== WHAT TO DO ==
Can you copy the entries below line for line, leaving out the pictures?

Image segmentation entries
■ ■ ■ ■ ■
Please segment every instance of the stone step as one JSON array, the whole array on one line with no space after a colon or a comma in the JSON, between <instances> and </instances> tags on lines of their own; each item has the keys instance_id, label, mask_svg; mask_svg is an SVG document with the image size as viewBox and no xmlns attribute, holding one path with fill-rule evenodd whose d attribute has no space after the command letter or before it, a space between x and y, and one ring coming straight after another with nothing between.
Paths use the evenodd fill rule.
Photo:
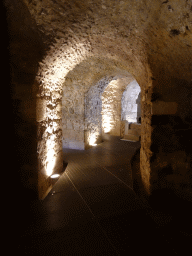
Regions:
<instances>
[{"instance_id":1,"label":"stone step","mask_svg":"<svg viewBox=\"0 0 192 256\"><path fill-rule=\"evenodd\" d=\"M139 136L135 136L135 135L125 135L123 137L124 140L130 140L130 141L139 141Z\"/></svg>"}]
</instances>

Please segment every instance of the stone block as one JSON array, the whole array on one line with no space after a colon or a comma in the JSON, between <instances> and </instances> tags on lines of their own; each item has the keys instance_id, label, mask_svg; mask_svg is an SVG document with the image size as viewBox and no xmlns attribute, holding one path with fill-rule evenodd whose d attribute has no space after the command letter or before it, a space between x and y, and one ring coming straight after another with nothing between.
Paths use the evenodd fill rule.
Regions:
<instances>
[{"instance_id":1,"label":"stone block","mask_svg":"<svg viewBox=\"0 0 192 256\"><path fill-rule=\"evenodd\" d=\"M152 115L174 115L176 112L176 102L155 101L151 106Z\"/></svg>"}]
</instances>

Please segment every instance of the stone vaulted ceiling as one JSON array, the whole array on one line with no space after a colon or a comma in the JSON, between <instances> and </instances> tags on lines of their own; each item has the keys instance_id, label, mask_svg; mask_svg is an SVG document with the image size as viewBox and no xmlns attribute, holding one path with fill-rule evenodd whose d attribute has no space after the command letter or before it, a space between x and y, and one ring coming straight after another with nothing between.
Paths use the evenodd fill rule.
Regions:
<instances>
[{"instance_id":1,"label":"stone vaulted ceiling","mask_svg":"<svg viewBox=\"0 0 192 256\"><path fill-rule=\"evenodd\" d=\"M191 81L192 1L25 0L46 43L70 38L90 43L94 56L125 61L139 76L149 65L152 75ZM137 71L135 70L137 69ZM143 75L143 74L142 74Z\"/></svg>"}]
</instances>

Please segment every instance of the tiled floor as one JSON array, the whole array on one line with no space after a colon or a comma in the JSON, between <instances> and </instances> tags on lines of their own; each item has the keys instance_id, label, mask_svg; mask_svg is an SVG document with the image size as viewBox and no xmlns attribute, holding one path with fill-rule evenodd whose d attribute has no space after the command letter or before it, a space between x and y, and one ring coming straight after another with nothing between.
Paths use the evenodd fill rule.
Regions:
<instances>
[{"instance_id":1,"label":"tiled floor","mask_svg":"<svg viewBox=\"0 0 192 256\"><path fill-rule=\"evenodd\" d=\"M64 174L23 222L20 255L185 255L190 232L144 208L132 190L130 159L139 146L109 137L85 151L64 150Z\"/></svg>"}]
</instances>

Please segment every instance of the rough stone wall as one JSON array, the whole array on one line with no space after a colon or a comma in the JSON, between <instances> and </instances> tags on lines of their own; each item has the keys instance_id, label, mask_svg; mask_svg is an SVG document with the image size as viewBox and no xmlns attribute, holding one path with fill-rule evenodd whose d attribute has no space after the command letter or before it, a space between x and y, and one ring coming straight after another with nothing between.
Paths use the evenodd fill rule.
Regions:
■ ■ ■ ■ ■
== TASK OUTPUT ==
Please segment every instance of the stone step as one JSON array, the whole array on one line with no space after a colon or a comma in the JSON, between <instances> and </instances> tags on lines of their own; each item has the keys instance_id, label, mask_svg; mask_svg is an SVG document with the image size as viewBox and no xmlns attribute, holding one path with fill-rule evenodd whose d attribute has no space after the command letter or before it, a space between x and y, and one ring coming straight after another with nothing between.
Paths use the evenodd fill rule.
Photo:
Regions:
<instances>
[{"instance_id":1,"label":"stone step","mask_svg":"<svg viewBox=\"0 0 192 256\"><path fill-rule=\"evenodd\" d=\"M139 136L135 136L135 135L125 135L123 137L124 140L130 140L130 141L139 141Z\"/></svg>"}]
</instances>

Please segment every instance of the stone block as one JSON array, the whole array on one line with no space after a colon or a comma in the JSON, between <instances> and </instances> tags on lines of their own; each item has the keys instance_id, label, mask_svg; mask_svg is an SVG document with the image size as viewBox and no xmlns attribute, holding one path with fill-rule evenodd whose d attribute has no space after the command letter or before it, a space between x and y, and one ring coming straight after another with nothing between.
Paths use the evenodd fill rule.
Regions:
<instances>
[{"instance_id":1,"label":"stone block","mask_svg":"<svg viewBox=\"0 0 192 256\"><path fill-rule=\"evenodd\" d=\"M152 115L174 115L176 112L176 102L155 101L151 106Z\"/></svg>"}]
</instances>

Please segment every instance of the stone vaulted ceiling as one JSON array, the whole array on one line with no space after a colon or a comma in the JSON, between <instances> and </instances> tags on lines of their own; each item has the keys instance_id, label, mask_svg; mask_svg is an SVG document with the image size as viewBox and no xmlns attribute, holding one path with fill-rule evenodd whose d attribute has no space after the command letter or before it, a space between x and y, and one ring coming straight after another with nothing between.
Paths use the evenodd fill rule.
Regions:
<instances>
[{"instance_id":1,"label":"stone vaulted ceiling","mask_svg":"<svg viewBox=\"0 0 192 256\"><path fill-rule=\"evenodd\" d=\"M191 81L192 1L25 0L46 43L70 38L90 43L94 56L125 61L139 76L149 65L152 75ZM137 71L135 70L137 69ZM143 75L143 74L142 74Z\"/></svg>"}]
</instances>

Please segment every instance of the tiled floor as one JSON array, the whole array on one line with no space after a colon or a comma in the JSON, between <instances> and </instances> tags on lines of their own; each item has the keys instance_id, label, mask_svg; mask_svg is an SVG document with the image size as viewBox and no xmlns attribute, holding one path with fill-rule evenodd whose d attribute has no space after the command letter or before it, a space between x and y, and one ring coming straight after another with nothing between.
Paths use the evenodd fill rule.
Regions:
<instances>
[{"instance_id":1,"label":"tiled floor","mask_svg":"<svg viewBox=\"0 0 192 256\"><path fill-rule=\"evenodd\" d=\"M64 174L23 222L20 255L185 255L190 232L144 208L132 190L130 159L139 146L109 137L85 151L64 150Z\"/></svg>"}]
</instances>

Please segment every instance of the rough stone wall as one JSON array, the whole array on one line with no space after a colon or a comma in the JSON, between <instances> and </instances> tags on lines of their own; each item has the keys instance_id, label, mask_svg; mask_svg is an SVG document with the image size as viewBox and no xmlns attribute, holding one path with fill-rule evenodd whose d attribute has no space after the command letter or before it, a space between x and y, and one ring coming straight after another with nothing between.
Paths use the evenodd fill rule.
Regions:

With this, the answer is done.